- _Your instructions_: Can you gather every line in the material below that contains the word "vent" and copy each of those lines out in full?

(Point labeling examples)
((

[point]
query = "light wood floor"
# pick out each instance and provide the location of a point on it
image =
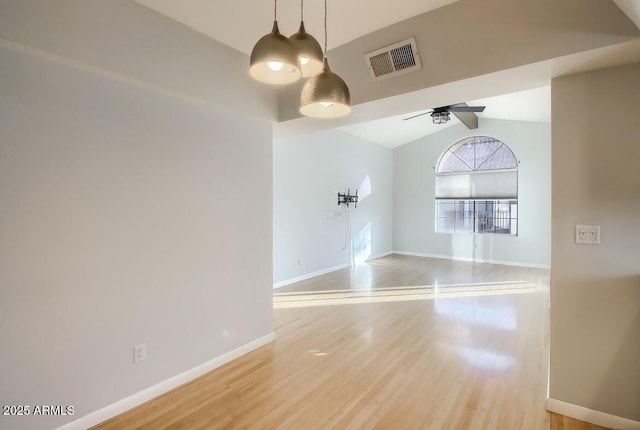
(400, 343)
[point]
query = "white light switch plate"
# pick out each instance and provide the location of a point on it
(588, 234)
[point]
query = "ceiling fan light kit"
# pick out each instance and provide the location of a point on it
(465, 113)
(278, 60)
(440, 117)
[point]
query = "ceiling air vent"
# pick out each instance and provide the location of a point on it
(393, 60)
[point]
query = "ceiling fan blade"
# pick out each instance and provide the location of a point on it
(464, 108)
(415, 116)
(469, 119)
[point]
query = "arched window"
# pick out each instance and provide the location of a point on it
(477, 188)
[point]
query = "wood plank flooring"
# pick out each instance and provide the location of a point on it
(400, 343)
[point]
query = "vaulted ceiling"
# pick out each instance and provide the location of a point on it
(498, 53)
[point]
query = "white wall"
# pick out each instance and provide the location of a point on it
(309, 227)
(128, 215)
(414, 194)
(595, 289)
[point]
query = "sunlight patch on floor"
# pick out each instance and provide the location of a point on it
(427, 292)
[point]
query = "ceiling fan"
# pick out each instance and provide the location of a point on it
(465, 113)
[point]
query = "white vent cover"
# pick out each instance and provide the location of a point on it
(393, 60)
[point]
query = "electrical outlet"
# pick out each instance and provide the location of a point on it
(588, 234)
(139, 353)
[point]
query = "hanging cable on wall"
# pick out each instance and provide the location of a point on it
(347, 236)
(346, 199)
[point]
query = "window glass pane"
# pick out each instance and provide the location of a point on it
(465, 152)
(484, 148)
(503, 158)
(451, 163)
(479, 216)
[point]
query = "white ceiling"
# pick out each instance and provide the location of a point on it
(241, 23)
(529, 105)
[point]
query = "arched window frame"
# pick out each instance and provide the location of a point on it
(477, 188)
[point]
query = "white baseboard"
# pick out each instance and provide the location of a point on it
(156, 390)
(384, 254)
(474, 260)
(589, 415)
(325, 271)
(310, 275)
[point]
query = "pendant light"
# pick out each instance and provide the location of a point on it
(309, 50)
(325, 95)
(274, 59)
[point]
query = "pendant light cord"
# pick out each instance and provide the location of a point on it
(325, 28)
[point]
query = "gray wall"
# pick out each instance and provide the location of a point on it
(309, 227)
(595, 289)
(129, 214)
(414, 193)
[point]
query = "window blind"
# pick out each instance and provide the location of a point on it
(496, 184)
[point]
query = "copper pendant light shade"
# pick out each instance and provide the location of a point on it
(274, 59)
(325, 95)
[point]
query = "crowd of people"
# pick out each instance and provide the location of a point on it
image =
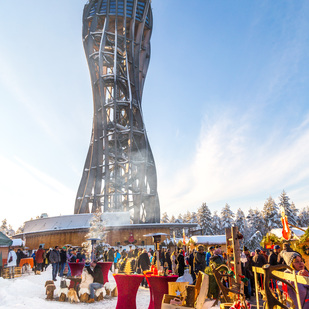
(175, 261)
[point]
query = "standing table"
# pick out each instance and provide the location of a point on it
(26, 261)
(158, 286)
(127, 286)
(105, 267)
(76, 273)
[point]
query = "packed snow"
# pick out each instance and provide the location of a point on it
(28, 291)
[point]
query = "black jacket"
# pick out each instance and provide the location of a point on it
(273, 259)
(63, 256)
(258, 260)
(180, 260)
(199, 261)
(96, 274)
(143, 261)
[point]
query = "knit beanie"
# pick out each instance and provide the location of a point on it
(289, 257)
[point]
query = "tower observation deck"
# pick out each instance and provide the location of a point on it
(119, 173)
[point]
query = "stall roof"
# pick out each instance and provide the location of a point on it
(298, 233)
(5, 241)
(209, 239)
(18, 242)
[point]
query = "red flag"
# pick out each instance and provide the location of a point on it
(286, 232)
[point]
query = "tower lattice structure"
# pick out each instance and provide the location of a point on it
(119, 173)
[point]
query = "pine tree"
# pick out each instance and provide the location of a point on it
(204, 219)
(96, 230)
(255, 222)
(173, 219)
(227, 217)
(165, 218)
(20, 230)
(271, 215)
(240, 221)
(254, 241)
(289, 211)
(179, 219)
(303, 218)
(194, 219)
(295, 211)
(187, 217)
(216, 224)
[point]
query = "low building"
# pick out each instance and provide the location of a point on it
(72, 229)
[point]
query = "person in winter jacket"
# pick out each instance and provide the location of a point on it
(117, 257)
(190, 261)
(295, 261)
(12, 262)
(110, 255)
(97, 275)
(39, 258)
(63, 260)
(168, 259)
(20, 255)
(199, 262)
(180, 261)
(87, 278)
(54, 258)
(209, 254)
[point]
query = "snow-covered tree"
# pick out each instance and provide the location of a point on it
(165, 218)
(173, 219)
(240, 221)
(295, 211)
(216, 224)
(254, 241)
(6, 229)
(255, 222)
(20, 230)
(96, 230)
(271, 215)
(187, 217)
(179, 219)
(194, 219)
(204, 219)
(227, 217)
(303, 218)
(289, 211)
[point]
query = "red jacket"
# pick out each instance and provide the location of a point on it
(39, 256)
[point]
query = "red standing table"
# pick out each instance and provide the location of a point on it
(127, 286)
(158, 286)
(105, 267)
(76, 269)
(76, 273)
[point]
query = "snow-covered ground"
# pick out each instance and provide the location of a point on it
(28, 291)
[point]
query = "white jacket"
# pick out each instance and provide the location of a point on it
(14, 258)
(86, 279)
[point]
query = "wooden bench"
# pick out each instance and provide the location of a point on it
(276, 273)
(6, 272)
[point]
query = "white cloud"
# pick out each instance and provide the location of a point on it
(230, 165)
(27, 192)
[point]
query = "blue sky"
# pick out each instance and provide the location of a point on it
(225, 104)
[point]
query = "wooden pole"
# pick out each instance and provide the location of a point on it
(297, 227)
(256, 290)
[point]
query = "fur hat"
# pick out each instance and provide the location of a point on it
(289, 257)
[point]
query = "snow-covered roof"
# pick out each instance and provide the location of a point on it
(82, 221)
(209, 239)
(297, 232)
(17, 242)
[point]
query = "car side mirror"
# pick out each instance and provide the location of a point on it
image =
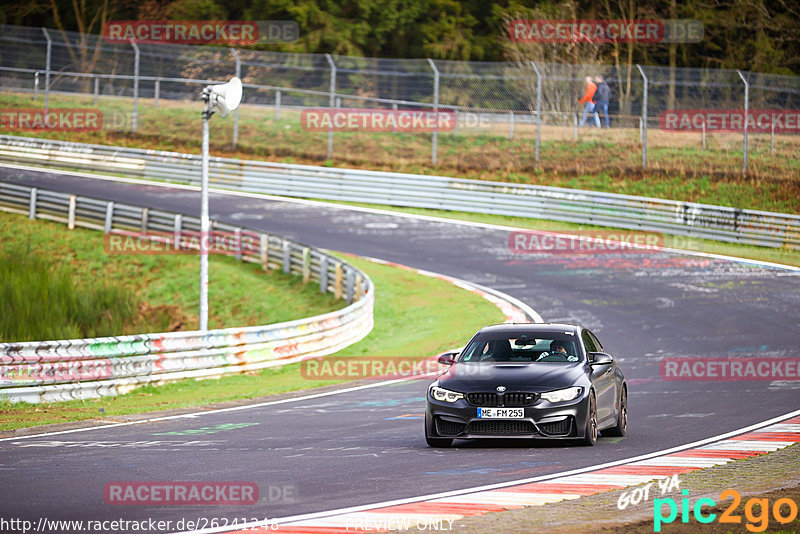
(600, 358)
(448, 358)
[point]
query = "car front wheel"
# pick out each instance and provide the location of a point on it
(622, 417)
(590, 432)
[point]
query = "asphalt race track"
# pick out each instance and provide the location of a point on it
(367, 446)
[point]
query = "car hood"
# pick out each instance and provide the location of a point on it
(537, 377)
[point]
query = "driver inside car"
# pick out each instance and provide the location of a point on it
(558, 352)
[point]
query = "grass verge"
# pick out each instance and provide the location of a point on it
(163, 288)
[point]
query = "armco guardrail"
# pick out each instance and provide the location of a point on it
(84, 368)
(570, 205)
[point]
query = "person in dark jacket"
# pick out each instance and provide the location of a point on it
(602, 97)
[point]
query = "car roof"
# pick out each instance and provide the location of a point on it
(530, 328)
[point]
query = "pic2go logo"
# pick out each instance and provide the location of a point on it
(756, 511)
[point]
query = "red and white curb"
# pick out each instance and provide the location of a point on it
(443, 509)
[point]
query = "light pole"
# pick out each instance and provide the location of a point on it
(223, 99)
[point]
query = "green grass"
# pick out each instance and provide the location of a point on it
(164, 289)
(607, 160)
(42, 302)
(415, 317)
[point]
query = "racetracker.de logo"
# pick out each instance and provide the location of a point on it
(730, 369)
(376, 120)
(585, 242)
(210, 493)
(216, 242)
(605, 31)
(731, 120)
(54, 120)
(235, 32)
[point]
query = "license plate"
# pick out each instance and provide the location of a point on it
(501, 413)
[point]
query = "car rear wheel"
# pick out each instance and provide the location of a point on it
(590, 432)
(435, 441)
(622, 416)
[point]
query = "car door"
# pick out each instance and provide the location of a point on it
(604, 383)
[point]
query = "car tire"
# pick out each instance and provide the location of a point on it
(590, 432)
(436, 442)
(622, 416)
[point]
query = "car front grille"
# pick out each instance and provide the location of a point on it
(557, 428)
(518, 398)
(449, 428)
(501, 428)
(510, 398)
(482, 399)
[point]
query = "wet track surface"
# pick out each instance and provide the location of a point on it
(367, 446)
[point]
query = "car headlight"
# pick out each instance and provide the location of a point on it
(445, 395)
(561, 395)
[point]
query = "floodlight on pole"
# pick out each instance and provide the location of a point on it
(222, 99)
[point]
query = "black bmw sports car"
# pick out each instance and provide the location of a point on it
(549, 381)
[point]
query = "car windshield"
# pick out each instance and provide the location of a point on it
(550, 348)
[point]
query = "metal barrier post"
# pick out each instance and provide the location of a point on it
(435, 109)
(331, 101)
(746, 118)
(323, 275)
(236, 112)
(109, 218)
(32, 204)
(704, 135)
(47, 71)
(135, 86)
(539, 109)
(772, 140)
(644, 119)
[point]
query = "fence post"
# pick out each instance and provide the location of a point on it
(109, 218)
(772, 140)
(47, 71)
(135, 85)
(264, 250)
(236, 112)
(287, 257)
(539, 109)
(32, 204)
(746, 117)
(306, 265)
(337, 286)
(323, 274)
(331, 101)
(704, 135)
(575, 127)
(435, 110)
(145, 220)
(71, 213)
(177, 229)
(644, 119)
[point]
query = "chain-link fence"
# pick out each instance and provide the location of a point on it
(510, 117)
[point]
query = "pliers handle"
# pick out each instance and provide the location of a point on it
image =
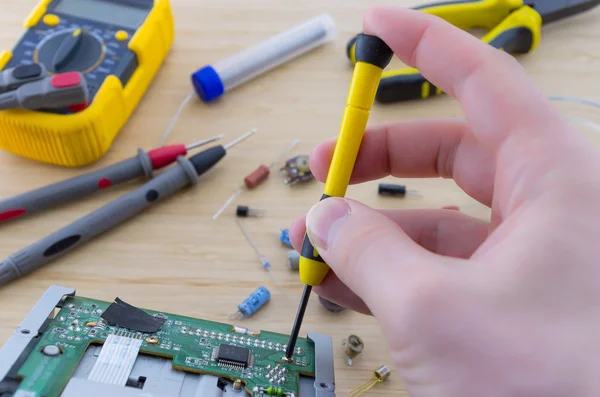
(512, 27)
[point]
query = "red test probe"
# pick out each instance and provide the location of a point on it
(144, 164)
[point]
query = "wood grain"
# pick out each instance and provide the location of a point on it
(161, 259)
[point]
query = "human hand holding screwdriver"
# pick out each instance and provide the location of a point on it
(470, 308)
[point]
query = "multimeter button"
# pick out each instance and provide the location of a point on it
(121, 35)
(65, 80)
(67, 49)
(27, 71)
(51, 19)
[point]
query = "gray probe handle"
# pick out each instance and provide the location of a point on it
(105, 218)
(75, 188)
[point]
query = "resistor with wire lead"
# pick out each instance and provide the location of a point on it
(381, 374)
(254, 179)
(252, 303)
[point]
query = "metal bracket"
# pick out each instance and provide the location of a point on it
(324, 370)
(13, 353)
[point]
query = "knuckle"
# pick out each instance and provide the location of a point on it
(426, 301)
(358, 248)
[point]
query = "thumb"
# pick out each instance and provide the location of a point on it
(368, 251)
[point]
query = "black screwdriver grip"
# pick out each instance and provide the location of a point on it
(372, 50)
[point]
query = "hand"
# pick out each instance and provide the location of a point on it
(509, 307)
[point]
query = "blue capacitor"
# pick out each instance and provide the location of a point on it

))

- _Task result_:
query = "ceiling air vent"
query = "white vent cover"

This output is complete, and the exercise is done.